What is required:
Please extend the passage below on art teaching in Brazilian law, picking up right after its last sentence.

Document:
In Brazil, the art teaching started to be part of the legislation only in 1971, in law n. 5.692. It was then included in the curriculum, but as artistic education. It was not a discipline to be taught, but an educational practice, or an “educational activity”. Although it was that way, it was an advance in the way art teaching was considered then.

It was when it was possible to see the versatility of artistic expressions: dance, theater, music, fine arts, etc., and the need to prepare professionals which could work with that “educational activity”. Those professionals would be prepared in “artistic education” courses as a teaching degree created by several higher education institutions.

With the law n. 9.394/96, the previous provisions were suspended and art started to be considered mandatory in primary education: “Art teaching will be a mandatory curriculum component in several levels of primary education in order to promote the cultural development of students” (article 26, paragraph 2˚). Therefore, it is not considered a “simple” activity, but the art teaching as a discipline. Even more, it started a discussion all over the country in higher education institutions and the Ministry of Education in a sense of seeing art not only as a discipline, but as a knowledge field.

With the curriculum parameters of 1998, the Art as a knowledge field next to science, and it started to have an important place in Brazilian legislation. The legislation shows that

It is the school’s role to establish relations among the school knowledge about art and the production ways as well as the use of that knowledge in society. So, an art teaching and learning that happen in a creative way may contribute in order to have knowing as something to wonder oneself, have fun, and play with the unknown (1998, p. 31).

Not only that, but also the opposite; it is the act of wondering oneself, having fun, playing with the unknown as knowledge learned in a creative way and capable of stimulating the creative skill of the student. It would take him/her to unusual discoveries, which are able to be “used” in a way to contribute to the advance and dissemination of knowledge in society.

The National Curriculum Parameters do not differ of the art teaching in childhood education, due to the fact that officially to the Ministry of Education, the artistic education starts in elementary school. Although, that “omission” do not suppress the pedagogical action of art teaching in childhood and elementary school. To the Curriculum Parameters “the knowledge process comes from meanings that are formed from perception of the quality of lines, textures, colors, sounds, movements, subjects which are presented and/or built in the relation between work and receiver” (1998, p. 32). That “work” may be a musical writing, a corporal expression, a literary work, a statue, a painted or drawn image, because the artistic expressions are closely connected to the work author’s or receiver’s perceptions. The art teaching touches emotions, feelings; the children’s, teenager’s, young’s, adult’s perceptive capability. So, when the work of art is apprehended, then its content uptaking happens in mind in form of messages, and communication.

Data block:
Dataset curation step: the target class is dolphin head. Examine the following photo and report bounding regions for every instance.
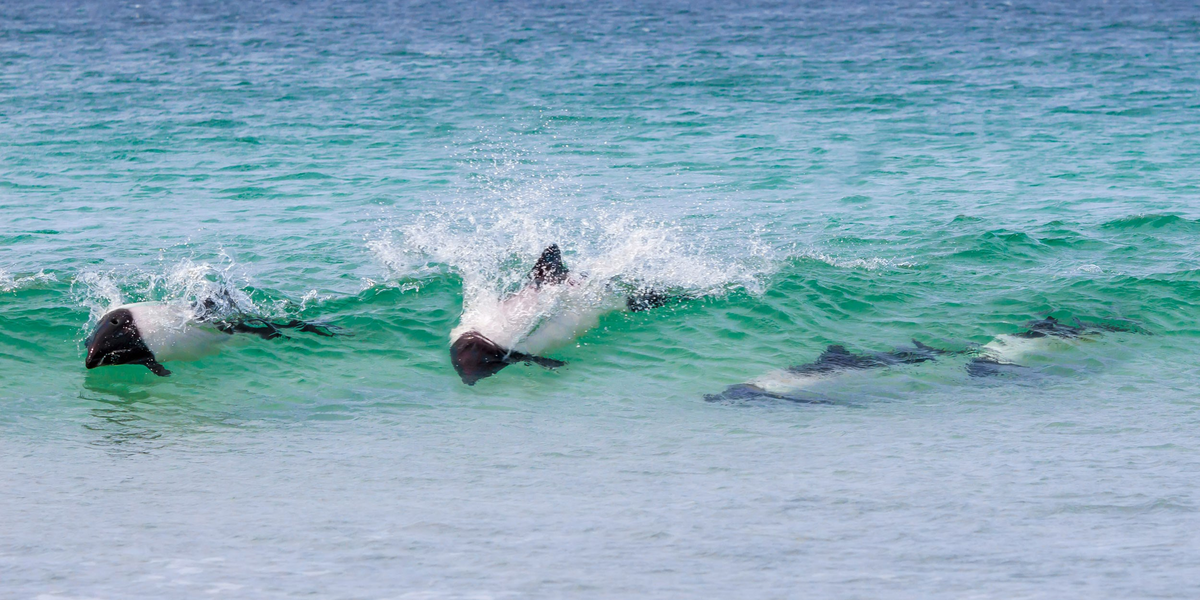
[450,331,511,385]
[84,308,161,371]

The output:
That’s why the National Curriculum Parameters express the meaning of educational contact with art the following way:

By being part of the art universe, the students can finally know: 1) the artistic creation as a poetic experience (the technique and the creation as the articulation of meanings, as well as the materials, holders and several instrumentations experimentations); 2) the artistic creation as potentialities development: perception, reflection, investigation, sensitivity, imagination, curiosity and flexibility; 3) the artistic creation as an experience of human communication and group interactions in community, locally and in the cultures; 4) the artistic work as a signal form (its structure and organization); 5) the work of art as cultural production (document of human imaginary, his history and diversity) (Brazil, 1998: p. 37)

When the National Curriculum Parameters defend the art teaching in school, they relate art and culture by the aesthetic perception when affirm that

Learning art does not involve only an artistic production by the students, but also understanding what they do and what other do for the development of aesthetic perception in the contact with the artistic event seen as a cultural object of human history and as a group of relations. It is important that the students understand the meaning of artistic creation; they understand that their experiences of drawing, singing, dancing, filming or acting are not activity that aim to distract them from the relevance of other areas. It is known that by creating and knowing art, the student permeates the trajectory of learning that provides specific knowledges about his/her relation with the world. Besides that, they develop potentialities (such as perception, observation, imagination, and sensitivity) that can contribute to the conscience of their place in the world, as well as understanding other areas of the curriculum (BRASIL, 1998, p. 43)

4. Art and Education: The Teaching of Children by Images

Ana Mae Barbosa (1994) defends the idea that the term “art-education” should be left out and in its place should be used art teaching and art learning. So, in her opinion, “teaching should be conceptually revised in elementary school, in universities, in technical school, museums, cultural centers and be taken in consideration in polytechnic projects” (p. 7). That is because the art-education is “an art epistemology, so it is the investigation of the ways of learning in school” (p. 7). It has a direct relation with art teachers’ formation in order to assure that it does not have only the necessary sensitivity to listen, see and feel the artistic expressions to introduce them to children through dialogue, but also that they know how to use proper methodologies to art as knowledge and in the proper level of teaching in which it is taught. In that sense, in childhood education, which has as one of its more important tasks the one to give-a-voice-to-the-ones-who-do-not-have-it (the infant), meaning take him/her to Express himself/herself orally, as well as using gestures, drawings, and writing (mainly when it related to children who are Five years old), would contribute to the formation of inventive, creative, innovative, dreaming (in the sense that Paulo Freire takes the meaning of the word) humans by art teaching.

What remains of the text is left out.